**Data for this task**.
-=-=-=-=-
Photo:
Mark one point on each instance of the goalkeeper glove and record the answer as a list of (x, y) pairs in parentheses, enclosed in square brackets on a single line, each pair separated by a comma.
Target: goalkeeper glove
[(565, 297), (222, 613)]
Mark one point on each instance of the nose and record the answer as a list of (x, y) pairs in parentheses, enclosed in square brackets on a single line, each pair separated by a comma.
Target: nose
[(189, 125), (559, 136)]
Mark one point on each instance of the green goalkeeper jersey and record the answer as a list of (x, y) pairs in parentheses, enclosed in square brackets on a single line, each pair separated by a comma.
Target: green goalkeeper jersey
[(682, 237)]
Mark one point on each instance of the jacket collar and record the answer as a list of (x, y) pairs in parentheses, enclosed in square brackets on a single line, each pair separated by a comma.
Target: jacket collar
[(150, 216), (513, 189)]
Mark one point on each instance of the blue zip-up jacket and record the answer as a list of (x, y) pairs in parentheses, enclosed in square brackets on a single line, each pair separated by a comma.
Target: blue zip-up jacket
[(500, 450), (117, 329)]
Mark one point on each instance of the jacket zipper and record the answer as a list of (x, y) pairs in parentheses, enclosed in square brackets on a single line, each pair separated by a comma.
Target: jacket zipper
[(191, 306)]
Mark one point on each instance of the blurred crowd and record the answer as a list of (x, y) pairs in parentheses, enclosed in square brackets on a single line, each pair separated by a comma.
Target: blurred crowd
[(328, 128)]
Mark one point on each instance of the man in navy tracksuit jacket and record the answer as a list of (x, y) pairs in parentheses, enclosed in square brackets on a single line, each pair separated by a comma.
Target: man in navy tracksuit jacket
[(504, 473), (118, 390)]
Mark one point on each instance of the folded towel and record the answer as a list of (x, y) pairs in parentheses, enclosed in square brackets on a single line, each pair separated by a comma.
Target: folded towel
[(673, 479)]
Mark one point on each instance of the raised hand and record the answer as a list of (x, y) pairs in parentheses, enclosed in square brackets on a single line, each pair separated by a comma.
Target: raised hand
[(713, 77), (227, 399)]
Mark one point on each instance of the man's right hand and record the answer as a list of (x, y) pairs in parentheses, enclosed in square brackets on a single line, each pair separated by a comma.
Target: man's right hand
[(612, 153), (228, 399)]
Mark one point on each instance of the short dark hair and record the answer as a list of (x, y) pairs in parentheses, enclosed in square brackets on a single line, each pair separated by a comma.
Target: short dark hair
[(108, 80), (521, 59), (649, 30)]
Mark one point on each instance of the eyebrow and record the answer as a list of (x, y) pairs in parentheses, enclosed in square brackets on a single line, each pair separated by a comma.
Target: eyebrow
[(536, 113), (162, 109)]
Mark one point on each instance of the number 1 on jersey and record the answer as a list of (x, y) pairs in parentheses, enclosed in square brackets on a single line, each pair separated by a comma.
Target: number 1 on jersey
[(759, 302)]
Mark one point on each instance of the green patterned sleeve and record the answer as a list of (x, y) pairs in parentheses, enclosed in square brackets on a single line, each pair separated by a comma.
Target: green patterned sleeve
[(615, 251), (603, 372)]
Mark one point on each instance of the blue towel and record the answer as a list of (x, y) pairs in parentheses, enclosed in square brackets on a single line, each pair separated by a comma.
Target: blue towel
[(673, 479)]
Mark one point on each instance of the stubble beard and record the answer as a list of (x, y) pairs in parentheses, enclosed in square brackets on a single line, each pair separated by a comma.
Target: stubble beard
-=-=-=-=-
**Problem details**. Check each line of the entries for "stubble" and copy those that have it.

**Written response**.
Mark one point on each instance of the stubble beard and record the answer as a list of (x, y) pairs in parentheses, enclosed in square brackets on a single line, each pair separated by a comma.
Target: stubble beard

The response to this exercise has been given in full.